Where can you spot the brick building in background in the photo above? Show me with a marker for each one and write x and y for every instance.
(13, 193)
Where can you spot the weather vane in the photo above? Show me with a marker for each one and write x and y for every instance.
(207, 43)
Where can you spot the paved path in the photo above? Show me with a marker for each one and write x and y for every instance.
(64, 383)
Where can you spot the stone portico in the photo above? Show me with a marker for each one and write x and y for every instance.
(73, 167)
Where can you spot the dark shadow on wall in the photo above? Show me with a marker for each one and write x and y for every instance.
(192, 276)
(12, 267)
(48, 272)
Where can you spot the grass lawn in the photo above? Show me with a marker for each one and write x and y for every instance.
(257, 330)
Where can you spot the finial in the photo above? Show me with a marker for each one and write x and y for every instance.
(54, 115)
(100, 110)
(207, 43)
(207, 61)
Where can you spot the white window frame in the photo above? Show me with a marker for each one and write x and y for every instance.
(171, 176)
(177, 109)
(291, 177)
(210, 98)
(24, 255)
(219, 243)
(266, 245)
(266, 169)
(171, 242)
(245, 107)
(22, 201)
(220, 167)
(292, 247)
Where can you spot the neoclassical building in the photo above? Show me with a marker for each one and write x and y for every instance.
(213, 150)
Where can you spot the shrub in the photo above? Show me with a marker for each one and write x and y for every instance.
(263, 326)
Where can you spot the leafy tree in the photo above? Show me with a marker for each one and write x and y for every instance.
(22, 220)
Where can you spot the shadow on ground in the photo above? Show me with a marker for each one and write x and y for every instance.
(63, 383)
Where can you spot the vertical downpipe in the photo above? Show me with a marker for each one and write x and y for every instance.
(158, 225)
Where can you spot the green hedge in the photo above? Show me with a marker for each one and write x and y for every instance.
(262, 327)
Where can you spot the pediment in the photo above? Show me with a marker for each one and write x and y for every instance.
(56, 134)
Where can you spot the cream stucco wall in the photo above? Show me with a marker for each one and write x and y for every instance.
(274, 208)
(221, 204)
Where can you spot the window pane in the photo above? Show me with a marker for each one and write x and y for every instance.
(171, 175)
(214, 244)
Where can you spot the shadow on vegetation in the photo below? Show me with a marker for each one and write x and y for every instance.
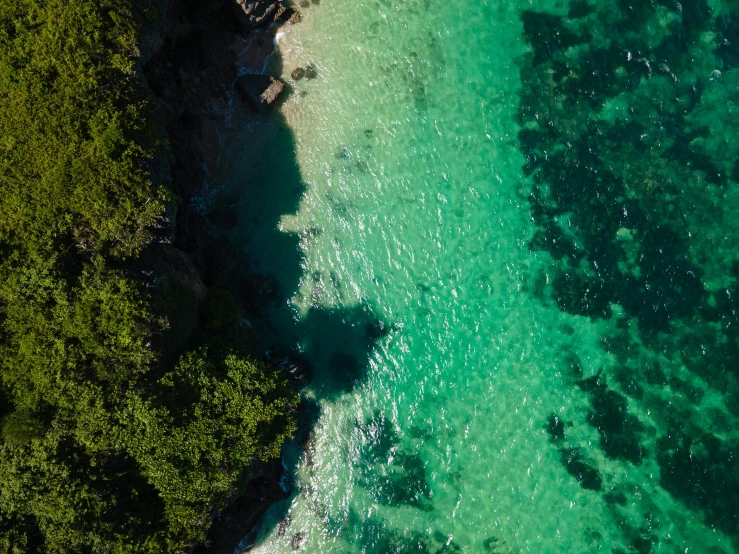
(326, 349)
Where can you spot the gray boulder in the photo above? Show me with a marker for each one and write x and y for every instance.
(256, 13)
(260, 91)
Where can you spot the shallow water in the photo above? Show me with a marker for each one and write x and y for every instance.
(504, 237)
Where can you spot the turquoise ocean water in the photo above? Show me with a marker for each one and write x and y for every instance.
(504, 236)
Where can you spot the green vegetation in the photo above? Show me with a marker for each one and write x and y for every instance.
(103, 449)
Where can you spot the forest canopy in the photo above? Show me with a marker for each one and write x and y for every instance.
(102, 447)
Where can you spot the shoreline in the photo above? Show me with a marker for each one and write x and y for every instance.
(193, 69)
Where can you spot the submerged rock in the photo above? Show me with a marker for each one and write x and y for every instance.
(298, 541)
(555, 427)
(283, 526)
(586, 475)
(260, 91)
(310, 72)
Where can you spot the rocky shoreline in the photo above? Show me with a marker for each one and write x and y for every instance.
(201, 61)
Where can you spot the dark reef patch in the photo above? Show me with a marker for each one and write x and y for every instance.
(704, 474)
(625, 138)
(555, 427)
(586, 474)
(619, 430)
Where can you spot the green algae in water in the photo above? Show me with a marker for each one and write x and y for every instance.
(505, 237)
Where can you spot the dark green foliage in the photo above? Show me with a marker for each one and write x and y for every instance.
(98, 451)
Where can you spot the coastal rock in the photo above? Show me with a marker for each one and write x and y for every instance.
(256, 13)
(291, 15)
(253, 51)
(260, 91)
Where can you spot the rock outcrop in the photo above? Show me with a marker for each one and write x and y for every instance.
(260, 91)
(256, 13)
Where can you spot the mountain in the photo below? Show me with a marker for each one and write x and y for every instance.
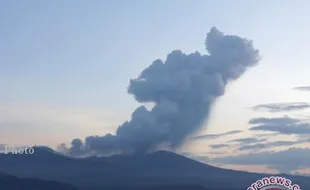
(9, 182)
(157, 169)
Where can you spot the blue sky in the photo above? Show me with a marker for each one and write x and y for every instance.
(65, 65)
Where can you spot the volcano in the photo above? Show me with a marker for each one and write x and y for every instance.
(158, 169)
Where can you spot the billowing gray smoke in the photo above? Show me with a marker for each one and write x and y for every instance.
(183, 89)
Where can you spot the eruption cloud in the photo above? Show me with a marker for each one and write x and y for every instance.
(183, 89)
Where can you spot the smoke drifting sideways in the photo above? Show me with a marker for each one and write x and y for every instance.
(183, 89)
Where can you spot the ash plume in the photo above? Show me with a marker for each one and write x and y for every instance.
(183, 89)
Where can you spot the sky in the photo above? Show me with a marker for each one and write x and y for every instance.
(65, 67)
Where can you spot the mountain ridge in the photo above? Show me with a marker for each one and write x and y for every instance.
(154, 169)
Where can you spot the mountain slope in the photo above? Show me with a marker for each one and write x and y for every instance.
(159, 168)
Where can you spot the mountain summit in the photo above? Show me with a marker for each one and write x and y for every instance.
(154, 169)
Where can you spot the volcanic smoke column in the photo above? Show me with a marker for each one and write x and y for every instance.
(183, 89)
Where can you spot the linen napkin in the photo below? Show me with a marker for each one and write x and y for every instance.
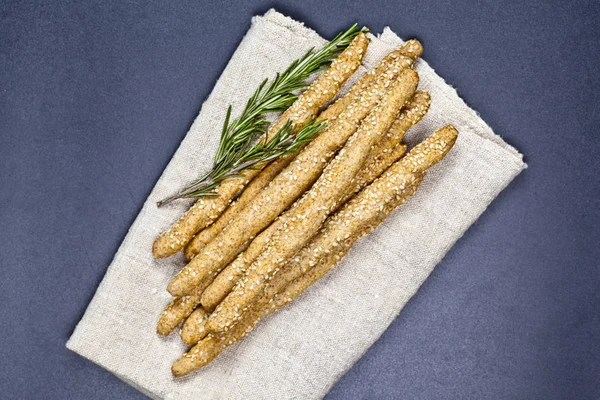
(301, 351)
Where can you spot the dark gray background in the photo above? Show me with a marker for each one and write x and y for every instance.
(95, 97)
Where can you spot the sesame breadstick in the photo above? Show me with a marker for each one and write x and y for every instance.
(412, 49)
(366, 211)
(285, 188)
(396, 185)
(301, 222)
(193, 330)
(177, 310)
(302, 111)
(384, 153)
(252, 189)
(270, 301)
(387, 150)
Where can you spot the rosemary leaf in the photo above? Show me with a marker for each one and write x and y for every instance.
(242, 143)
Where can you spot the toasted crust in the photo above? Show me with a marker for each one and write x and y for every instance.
(302, 221)
(283, 190)
(193, 330)
(384, 153)
(304, 109)
(257, 184)
(391, 190)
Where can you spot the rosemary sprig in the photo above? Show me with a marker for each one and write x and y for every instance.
(242, 143)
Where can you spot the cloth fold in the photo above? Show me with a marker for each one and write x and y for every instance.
(301, 351)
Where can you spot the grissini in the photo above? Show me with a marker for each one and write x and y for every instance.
(193, 330)
(382, 155)
(388, 149)
(366, 211)
(293, 278)
(284, 189)
(202, 238)
(205, 210)
(412, 49)
(211, 345)
(177, 310)
(301, 222)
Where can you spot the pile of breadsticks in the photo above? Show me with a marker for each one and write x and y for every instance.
(295, 218)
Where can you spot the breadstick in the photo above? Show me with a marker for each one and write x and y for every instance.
(387, 150)
(193, 328)
(304, 109)
(301, 222)
(285, 188)
(252, 189)
(412, 49)
(179, 309)
(384, 153)
(211, 346)
(226, 279)
(395, 186)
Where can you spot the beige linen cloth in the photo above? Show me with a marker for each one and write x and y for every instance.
(301, 351)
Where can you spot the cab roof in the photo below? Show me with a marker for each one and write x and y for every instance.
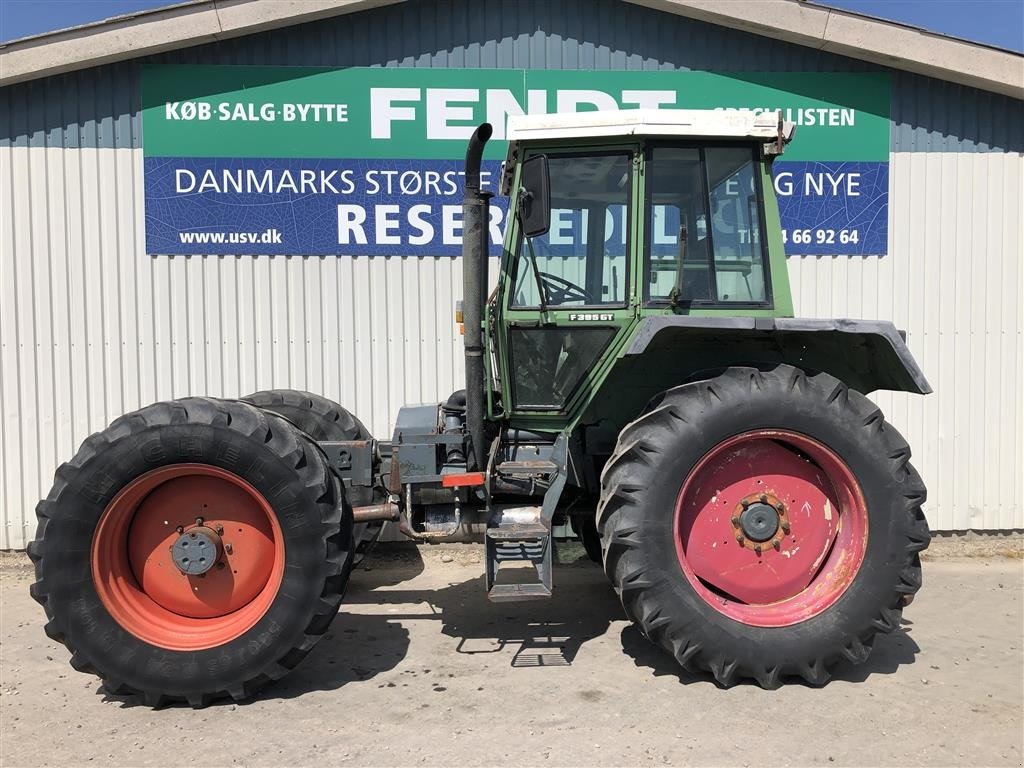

┄┄┄┄┄┄┄┄┄┄┄┄┄┄┄┄┄┄┄┄

▶ PROBLEM REQUIREMENTS:
Count the lines in the items above that contain the word "rosemary", and give only that number.

▶ CORRECT RESULT:
2